◆ DOCUMENT
French elections: 5 things you didn’t know about Yannick Jadot

A casual dresser who is passionate about environmental activism and unafraid to take on the hunting lobby - here's what you need to know about France's green candidate for the 2022 presidential elections.

French elections: 5 things you didn't know about Yannick Jadot
France's Europe Ecologie Les Verts (EELV) party's candidate for the French 2022 presidential election Yannick Jadot. Photo by Sameer Al-DOUMY / AFP

1 He’s an activist

Before entering politics, Jadot worked for the environmental charity Greenpeace, co-ordinating the group’s actions in France.

He left Greenpeace in 2007 and was elected a Green MEP. He stood as the Green candidate in the 2017 French presidential elections, but withdrew his candidacy before polling day and agreed to support the centre-left candidate Benoit Hamon. For the 2022 race he was chosen as candidate at a primary of Green voters. 

2 He’s brave enough to infuriate la chasse

Hunting is a highly popular pastime in France and for this reason many politicians fear to suggest extra regulations on the sport. Not so Jadot, who is on record as saying that he wants to ban hunting at weekends and during the school holidays.

As well as the environmental concerns, he was also responding to safety worries, since every year in France passers-by (and hunters themselves) are killed or injured by la chasse.

3 He has a good regional powerbase

Jadot‘s personal poll ratings in the presidential elections are not good, but the Green party has been doing well on a local level.

◆ DATA ROWS
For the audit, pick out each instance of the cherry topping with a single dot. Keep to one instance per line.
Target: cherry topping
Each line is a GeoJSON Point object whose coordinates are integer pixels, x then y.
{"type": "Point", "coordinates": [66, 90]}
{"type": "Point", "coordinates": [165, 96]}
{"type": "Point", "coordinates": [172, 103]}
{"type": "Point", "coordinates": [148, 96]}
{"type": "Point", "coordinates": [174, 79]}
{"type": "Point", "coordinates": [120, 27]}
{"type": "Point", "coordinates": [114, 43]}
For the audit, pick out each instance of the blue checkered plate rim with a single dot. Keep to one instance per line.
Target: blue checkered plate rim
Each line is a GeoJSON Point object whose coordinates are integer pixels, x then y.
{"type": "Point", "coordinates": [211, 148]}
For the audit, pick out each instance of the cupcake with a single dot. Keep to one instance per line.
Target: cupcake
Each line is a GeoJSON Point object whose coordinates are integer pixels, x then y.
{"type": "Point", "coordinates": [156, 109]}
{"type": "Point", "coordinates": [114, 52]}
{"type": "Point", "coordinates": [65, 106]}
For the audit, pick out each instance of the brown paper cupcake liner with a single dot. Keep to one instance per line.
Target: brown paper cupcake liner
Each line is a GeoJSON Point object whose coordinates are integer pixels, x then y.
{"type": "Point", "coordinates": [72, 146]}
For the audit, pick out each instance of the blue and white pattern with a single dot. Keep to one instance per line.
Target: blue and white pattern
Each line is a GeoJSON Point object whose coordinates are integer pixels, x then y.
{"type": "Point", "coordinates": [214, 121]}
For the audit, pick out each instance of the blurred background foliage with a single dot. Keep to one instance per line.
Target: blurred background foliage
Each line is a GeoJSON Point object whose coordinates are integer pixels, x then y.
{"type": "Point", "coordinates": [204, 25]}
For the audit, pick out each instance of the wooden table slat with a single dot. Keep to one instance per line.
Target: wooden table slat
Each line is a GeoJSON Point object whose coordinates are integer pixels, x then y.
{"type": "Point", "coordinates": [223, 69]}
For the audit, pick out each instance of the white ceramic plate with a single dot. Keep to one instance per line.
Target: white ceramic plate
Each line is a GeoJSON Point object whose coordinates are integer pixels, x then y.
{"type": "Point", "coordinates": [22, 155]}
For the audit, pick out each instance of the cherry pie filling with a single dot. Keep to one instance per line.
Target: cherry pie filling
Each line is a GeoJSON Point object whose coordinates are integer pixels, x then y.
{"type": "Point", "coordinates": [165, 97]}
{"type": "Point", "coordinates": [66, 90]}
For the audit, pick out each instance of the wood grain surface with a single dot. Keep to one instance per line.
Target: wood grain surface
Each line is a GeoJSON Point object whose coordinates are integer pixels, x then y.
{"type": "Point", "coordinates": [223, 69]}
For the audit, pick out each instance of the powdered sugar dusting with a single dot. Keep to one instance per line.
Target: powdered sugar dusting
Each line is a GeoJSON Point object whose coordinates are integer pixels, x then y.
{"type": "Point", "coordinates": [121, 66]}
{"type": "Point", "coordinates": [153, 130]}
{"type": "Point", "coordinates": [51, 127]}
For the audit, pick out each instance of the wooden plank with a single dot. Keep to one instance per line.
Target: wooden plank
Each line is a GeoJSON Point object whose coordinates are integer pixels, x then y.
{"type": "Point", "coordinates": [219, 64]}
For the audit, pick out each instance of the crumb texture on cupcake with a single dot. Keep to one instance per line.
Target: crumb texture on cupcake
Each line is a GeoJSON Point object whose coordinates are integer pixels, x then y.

◆ WORK INSTRUCTIONS
1. Write out the passage of the article about Yannick Jadot between "He left Greenpeace" and "the school holidays.", inclusive.
2. According to the article about Yannick Jadot, why does he want to ban hunting at weekends and during the school holidays?
The items were taken from a source other than the article about Yannick Jadot.

◆ FINAL RESULTS
1.
He left Greenpeace in 2007 and was elected a Green MEP. He stood as the Green candidate in the 2017 French presidential elections, but withdrew his candidacy before polling day and agreed to support the centre-left candidate Benoit Hamon. For the 2022 race he was chosen as candidate at a primary of Green voters. 

2 He’s brave enough to infuriate la chasse

Hunting is a highly popular pastime in France and for this reason many politicians fear to suggest extra regulations on the sport. Not so Jadot, who is on record as saying that he wants to ban hunting at weekends and during the school holidays.

2. He has environmental concerns, and he was also responding to safety worries. Every year in France, passers-by and hunters themselves are killed or injured by hunting.